▶ _Источник_:
.....

– Ильин не мог как следует организовать!
Вот тут я за Виктора Николаевича Ильина вступился, я буквально оду ему пропел:
– Зря вы его не цените, он – идеальный работник старой выучки. И действовал в лучших традициях: преступник должен быть доставлен ничего не подозревающим, должен сам, как за наградой, стремиться. Нет, таких, как он, осталось уже немного.
И еще некоторое время длится наш разговор, тягостный для обоих, но нельзя ему, не полагается отпустить отсюда человека не замаранным, да я ему помочь в этом не мог.
Однажды на Украине услышал я в официальной речи: «Партия вымагае з нас…». Как понимаю, это означало: партия требует, ждет от нас. Но странное звучание в родственных языках обретают одни и те же слова, обнажая вдруг сокровенный смысл.
Вот это и происходило в кабинете: вымагае…
А Ильина на одной из фотографий я видел молодым: юноша из полуинтеллигентной семьи, принадлежность же к интеллигенции для новой власти была тем родимым пятном, тем пороком, который полагалось изживать, отмывать в чистилище заводов и шахт, соскребать с себя многими покаяниями, иначе путь в жизнь был закрыт. Кто у нас не проходил через бесконечные чистилища, через ложь, отречение от отцов-матерей, от самих себя, превращаясь из гонимого в гонителя. Какие судьбы втаптывались!
Вот так, наверное, и оказался он в надежнейшем из чистилищ.

.....

▶ _Зафиксированные данные_:
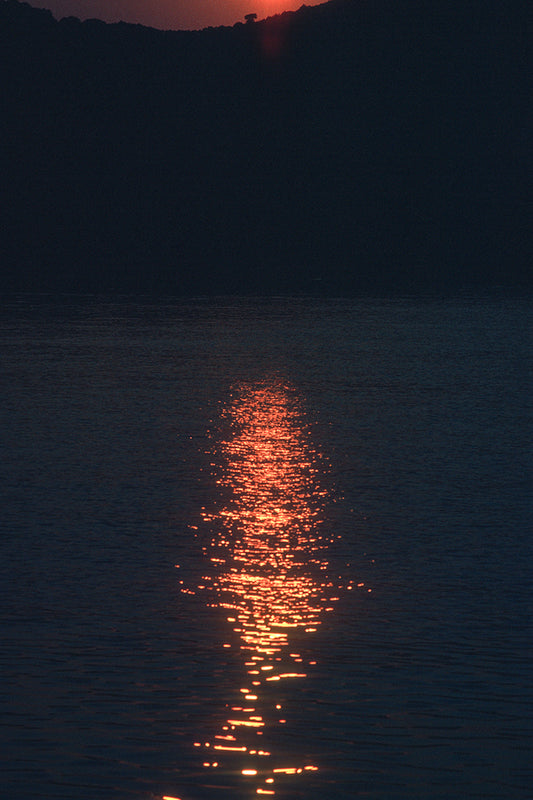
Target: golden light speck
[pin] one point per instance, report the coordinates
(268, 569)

.....

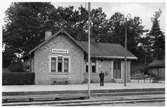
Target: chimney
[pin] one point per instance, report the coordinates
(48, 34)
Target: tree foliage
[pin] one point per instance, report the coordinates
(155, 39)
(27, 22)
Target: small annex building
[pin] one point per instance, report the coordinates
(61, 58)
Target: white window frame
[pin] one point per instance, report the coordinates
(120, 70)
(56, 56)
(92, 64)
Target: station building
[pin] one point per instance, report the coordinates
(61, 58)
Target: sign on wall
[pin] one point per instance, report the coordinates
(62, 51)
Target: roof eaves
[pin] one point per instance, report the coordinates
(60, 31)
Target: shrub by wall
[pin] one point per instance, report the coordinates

.....

▶ _Задание_: Изложите короче абзац отрывка, начинающийся словами «А Ильина на одной из фотографий», сохранив его основные сведения. Приведенные пункты взяты из другого источника.

▶ _Ответ_: На одной из фотографий Ильин молод: это юноша из полуинтеллигентной семьи. Для новой власти принадлежность к интеллигенции была пороком. Его полагалось изживать на заводах и шахтах и покаяниями, иначе путь в жизнь был закрыт. Многие проходили через такие чистилища, ложь и отречение от родителей и от самих себя, превращаясь из гонимых в гонителей, и многие судьбы были растоптаны.